> Directions for this task:
Render every line of the data below as a Markdown table with two columns, Row and Line. Number the rows and leave out blank lines.

------ Excerpted records ------

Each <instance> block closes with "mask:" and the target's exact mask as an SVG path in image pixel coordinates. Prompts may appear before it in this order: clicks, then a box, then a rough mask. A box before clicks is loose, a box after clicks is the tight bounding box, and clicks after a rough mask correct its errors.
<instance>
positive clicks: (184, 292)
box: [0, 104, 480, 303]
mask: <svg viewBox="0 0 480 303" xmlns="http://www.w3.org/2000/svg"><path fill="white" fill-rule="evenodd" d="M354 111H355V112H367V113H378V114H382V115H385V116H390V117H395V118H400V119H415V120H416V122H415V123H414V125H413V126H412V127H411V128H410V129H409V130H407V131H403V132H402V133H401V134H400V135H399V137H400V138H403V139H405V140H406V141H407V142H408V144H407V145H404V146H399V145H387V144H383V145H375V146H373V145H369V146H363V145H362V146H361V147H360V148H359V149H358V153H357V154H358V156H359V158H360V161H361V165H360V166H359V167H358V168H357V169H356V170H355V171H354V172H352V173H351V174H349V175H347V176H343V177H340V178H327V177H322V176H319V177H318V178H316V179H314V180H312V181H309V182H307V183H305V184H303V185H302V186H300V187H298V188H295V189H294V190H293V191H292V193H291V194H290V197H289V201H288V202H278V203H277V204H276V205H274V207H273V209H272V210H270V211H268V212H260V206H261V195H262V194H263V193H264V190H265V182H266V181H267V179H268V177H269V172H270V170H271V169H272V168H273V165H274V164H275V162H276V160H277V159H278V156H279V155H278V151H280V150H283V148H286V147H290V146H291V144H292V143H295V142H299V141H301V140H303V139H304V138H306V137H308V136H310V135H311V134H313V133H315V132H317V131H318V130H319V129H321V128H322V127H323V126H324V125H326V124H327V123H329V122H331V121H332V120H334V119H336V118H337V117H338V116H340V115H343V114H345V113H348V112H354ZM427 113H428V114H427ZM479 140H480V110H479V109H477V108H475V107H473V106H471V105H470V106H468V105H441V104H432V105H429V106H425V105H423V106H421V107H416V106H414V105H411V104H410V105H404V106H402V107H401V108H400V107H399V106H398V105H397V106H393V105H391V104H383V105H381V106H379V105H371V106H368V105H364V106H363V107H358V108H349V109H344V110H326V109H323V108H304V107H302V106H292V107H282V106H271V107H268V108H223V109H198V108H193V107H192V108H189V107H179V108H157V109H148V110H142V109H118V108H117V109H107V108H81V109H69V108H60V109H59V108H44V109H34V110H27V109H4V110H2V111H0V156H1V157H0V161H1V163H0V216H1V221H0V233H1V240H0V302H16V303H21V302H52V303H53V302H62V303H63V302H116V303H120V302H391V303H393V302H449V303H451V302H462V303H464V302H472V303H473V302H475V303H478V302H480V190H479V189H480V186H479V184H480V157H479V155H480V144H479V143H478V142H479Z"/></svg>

------

> Solution to the exercise:
| Row | Line |
|---|---|
| 1 | Each <instance> block closes with "mask:" and the target's exact mask as an SVG path in image pixel coordinates. Prompts may appear before it in this order: clicks, then a box, then a rough mask. A box before clicks is loose, a box after clicks is the tight bounding box, and clicks after a rough mask correct its errors. |
| 2 | <instance> |
| 3 | positive clicks: (184, 292) |
| 4 | box: [0, 104, 480, 303] |
| 5 | mask: <svg viewBox="0 0 480 303" xmlns="http://www.w3.org/2000/svg"><path fill="white" fill-rule="evenodd" d="M354 111H355V112H367V113H378V114H382V115H385V116H390V117H395V118H400V119H415V120H416V122H415V123H414V125H413V126H412V127H411V128H410V129H409V130H407V131H403V132H402V133H401V134H400V135H399V137H400V138H403V139H405V140H406V141H407V142H408V144H407V145H404V146H399V145H387V144H383V145H375V146H373V145H369V146H363V145H362V146H361V147H360V148H359V149H358V153H357V154H358V156H359V158H360V161H361V165H360V166H359V167H358V168H357V169H356V170H355V171H354V172H352V173H351V174H349V175H347V176H343V177H340V178H327V177H322V176H319V177H318V178H316V179H314V180H312V181H309V182H307V183H305V184H303V185H302V186H300V187H298V188H295V189H294V190H293V191H292V193H291V194H290V197H289V201H288V202H278V203H277V204H276V205H274V207H273V209H272V210H270V211H268V212H260V206H261V195H262V194H263V193H264V190H265V182H266V181H267V179H268V177H269V172H270V170H271V169H272V168H273V165H274V164H275V162H276V160H277V159H278V156H279V155H278V151H280V150H283V148H286V147H290V146H291V144H292V143H295V142H299V141H301V140H303V139H304V138H306V137H308V136H310V135H311V134H313V133H315V132H317V131H318V130H319V129H321V128H322V127H323V126H324V125H326V124H327V123H329V122H331V121H332V120H334V119H336V118H337V117H338V116H340V115H343V114H345V113H348V112H354ZM427 113H428V114H427ZM479 140H480V110H479V109H477V108H475V107H473V106H471V105H470V106H468V105H441V104H432V105H429V106H425V105H423V106H421V107H416V106H414V105H411V104H410V105H404V106H402V107H401V108H400V107H399V106H398V105H397V106H393V105H391V104H383V105H381V106H379V105H371V106H368V105H364V106H363V107H358V108H349V109H344V110H326V109H323V108H304V107H302V106H292V107H282V106H271V107H268V108H223V109H198V108H193V107H192V108H189V107H179V108H157V109H148V110H142V109H118V108H117V109H107V108H81V109H69V108H60V109H59V108H44V109H34V110H27V109H4V110H2V111H0V156H1V157H0V161H1V163H0V216H1V221H0V233H1V240H0V302H16V303H21V302H52V303H53V302H62V303H63V302H116V303H120V302H391V303H393V302H449V303H451V302H462V303H464V302H472V303H473V302H475V303H478V302H480V190H479V189H480V186H479V184H480V157H479V155H480V144H479V143H478V142H479Z"/></svg> |